§ **Recorded data**

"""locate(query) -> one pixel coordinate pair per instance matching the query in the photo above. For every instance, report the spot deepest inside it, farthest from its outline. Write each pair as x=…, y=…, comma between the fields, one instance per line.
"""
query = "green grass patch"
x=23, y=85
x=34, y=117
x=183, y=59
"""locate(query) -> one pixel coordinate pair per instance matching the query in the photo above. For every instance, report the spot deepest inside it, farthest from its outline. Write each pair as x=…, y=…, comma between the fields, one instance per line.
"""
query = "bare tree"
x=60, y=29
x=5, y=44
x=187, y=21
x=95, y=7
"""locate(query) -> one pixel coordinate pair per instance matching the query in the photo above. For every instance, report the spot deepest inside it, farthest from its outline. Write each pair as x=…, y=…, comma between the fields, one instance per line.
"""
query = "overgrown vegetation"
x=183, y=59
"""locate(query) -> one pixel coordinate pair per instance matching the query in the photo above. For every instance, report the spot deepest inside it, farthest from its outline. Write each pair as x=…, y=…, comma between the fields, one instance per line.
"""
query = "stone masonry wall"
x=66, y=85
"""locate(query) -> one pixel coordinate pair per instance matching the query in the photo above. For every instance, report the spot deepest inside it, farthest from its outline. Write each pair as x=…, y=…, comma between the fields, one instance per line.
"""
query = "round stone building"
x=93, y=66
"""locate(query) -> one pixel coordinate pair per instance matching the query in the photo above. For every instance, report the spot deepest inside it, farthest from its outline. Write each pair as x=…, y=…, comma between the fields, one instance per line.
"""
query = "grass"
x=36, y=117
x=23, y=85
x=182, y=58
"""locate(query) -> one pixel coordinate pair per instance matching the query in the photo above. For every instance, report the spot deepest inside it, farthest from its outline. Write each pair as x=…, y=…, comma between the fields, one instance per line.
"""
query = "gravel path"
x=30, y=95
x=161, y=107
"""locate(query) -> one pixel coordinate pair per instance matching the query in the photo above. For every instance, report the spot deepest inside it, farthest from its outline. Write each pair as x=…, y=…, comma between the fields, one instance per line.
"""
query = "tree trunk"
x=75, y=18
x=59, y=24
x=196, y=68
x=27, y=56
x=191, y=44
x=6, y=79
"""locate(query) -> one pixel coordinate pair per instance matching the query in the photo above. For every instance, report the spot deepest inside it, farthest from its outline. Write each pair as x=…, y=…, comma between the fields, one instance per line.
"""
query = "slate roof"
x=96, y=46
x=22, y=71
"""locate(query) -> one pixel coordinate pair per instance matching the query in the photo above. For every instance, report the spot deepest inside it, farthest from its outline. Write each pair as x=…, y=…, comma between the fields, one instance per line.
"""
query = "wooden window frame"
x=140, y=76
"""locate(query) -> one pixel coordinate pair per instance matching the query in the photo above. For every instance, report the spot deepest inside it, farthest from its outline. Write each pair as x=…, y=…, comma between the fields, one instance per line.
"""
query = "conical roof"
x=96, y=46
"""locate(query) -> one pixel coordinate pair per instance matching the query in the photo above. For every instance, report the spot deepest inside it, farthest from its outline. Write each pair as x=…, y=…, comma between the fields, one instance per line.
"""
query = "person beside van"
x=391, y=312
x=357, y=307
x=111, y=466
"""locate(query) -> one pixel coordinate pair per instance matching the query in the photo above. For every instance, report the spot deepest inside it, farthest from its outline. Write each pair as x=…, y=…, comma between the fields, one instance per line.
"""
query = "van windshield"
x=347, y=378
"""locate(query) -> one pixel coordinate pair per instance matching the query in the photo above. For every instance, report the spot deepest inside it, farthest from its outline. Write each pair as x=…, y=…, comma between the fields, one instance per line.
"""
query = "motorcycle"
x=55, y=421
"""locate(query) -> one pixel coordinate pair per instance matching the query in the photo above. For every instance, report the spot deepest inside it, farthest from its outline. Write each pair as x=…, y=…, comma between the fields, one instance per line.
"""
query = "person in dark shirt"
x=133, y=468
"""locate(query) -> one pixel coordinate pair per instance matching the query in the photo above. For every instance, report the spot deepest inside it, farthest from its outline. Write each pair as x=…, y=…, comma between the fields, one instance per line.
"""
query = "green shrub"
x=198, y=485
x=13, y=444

§ **EXERCISE OBJECTIVE**
Write out all of the records above exactly as they appear.

§ **RESULT**
"""locate(query) -> one pixel coordinate pair per instance matching the query in the photo above. For every instance, report the spot deepest inside it, farthest from its outline. Write each pair as x=…, y=…, comma between the fields, one instance per line.
"""
query = "green grass patch"
x=23, y=85
x=34, y=117
x=183, y=59
"""locate(query) -> one pixel coordinate pair per instance matching the query in the photo above. For every instance, report the spot deepest inside it, farthest from its outline. Write each pair as x=…, y=…, comma between the fields, one instance per line.
"""
query = "bare tree"
x=60, y=29
x=5, y=44
x=187, y=21
x=95, y=7
"""locate(query) -> one pixel coordinate pair per instance matching the query in the photo above. For every instance, report the spot deepest inside it, farthest from its outline. Write each pair as x=…, y=…, comma between the fields, one instance per line.
"""
query = "overgrown vegetation"
x=183, y=59
"""locate(query) -> one pixel coordinate pair per instance matching the query in the photo above. For every instance, report the spot deepest inside it, farthest from its outline. Write each pair as x=…, y=…, comma between the fields, one instance per line.
"""
query = "stone masonry wall"
x=66, y=85
"""locate(query) -> one pixel coordinate pair per instance matching the query in the photo above. For every instance, report the spot deepest inside it, farthest from its outline. Write each pair as x=…, y=…, comma between the fields, one instance per line.
"""
query = "round stone building"
x=93, y=66
"""locate(query) -> one pixel coordinate pair per instance matching the query in the photo above. For every instance, report the spot deepest inside it, farthest from its outline. Write each pair as x=…, y=…, comma between the fields, one instance per line.
"""
query = "grass"
x=36, y=117
x=23, y=85
x=182, y=58
"""locate(query) -> one pixel coordinate pair per instance matching the query in the photo above. For every instance, report the spot deepest inside it, farthest from its outline. Write each pair as x=…, y=…, comma between the fields, one instance per line.
"""
query = "gravel path"
x=30, y=95
x=161, y=107
"""locate(query) -> one pixel coordinate pair per instance matching the query in the photo above. For every instance, report the spot deepest inside it, farthest from its outline. Write each pair as x=…, y=…, comma between the fields, one instance per line.
"""
query = "tree trunk"
x=75, y=18
x=59, y=24
x=196, y=68
x=27, y=56
x=191, y=44
x=6, y=79
"""locate(query) -> one pixel coordinate pair per instance matching the query in the photo above. For every instance, report the spot deepest inside it, farthest from its outline. Write each pair as x=…, y=…, comma between the fields, one instance per line.
"""
query = "slate roof"
x=96, y=46
x=22, y=71
"""locate(query) -> one pixel coordinate pair per instance matching the query in the photo above. For every instance, report the spot deepest inside it, farthest from its outline. Write each pair as x=…, y=…, comma between the fields, one instance per line.
"""
query = "wooden window frame"
x=140, y=76
"""locate(query) -> one pixel coordinate pair per instance matching the query in the photo above. For every instance, report the spot deepest inside it, farthest from its outline. Write each pair as x=…, y=…, comma between the fields, one instance per line.
"""
query = "conical roof"
x=96, y=46
"""locate(query) -> one pixel coordinate pair per instance matching the query in the photo above. For every instance, report the spot deepest inside it, farthest from its outline. Write each pair as x=…, y=…, comma between the fields, one instance per line.
"""
query = "person beside van"
x=391, y=312
x=357, y=307
x=111, y=466
"""locate(query) -> one pixel coordinate pair per instance matching the query in the photo above. For every instance, report the spot deepest inside it, farthest from its outline. Write each pair as x=…, y=…, comma between the fields, one instance per line.
"""
query = "van windshield"
x=347, y=378
"""locate(query) -> one pixel coordinate pair per instance matching the query in the photo above. For every instance, report the spot deepest inside it, farthest from its outline. Write each pair as x=…, y=…, comma between the fields, one instance per line.
"""
query = "motorcycle"
x=55, y=421
"""locate(query) -> one pixel coordinate pair per instance matching the query in the photo above. For every instance, report the spot deepest inside it, farthest from its outline. Write each pair as x=…, y=…, comma between the fields, one instance per line.
"""
query = "person in dark shirt"
x=133, y=468
"""locate(query) -> one pixel coordinate pair per instance matching the query in the photo above. For every instance, report the spot deepest inside it, farthest from its outline. Write each pair as x=…, y=…, comma between the fields, one instance per line.
"""
query = "green shrub"
x=198, y=485
x=13, y=444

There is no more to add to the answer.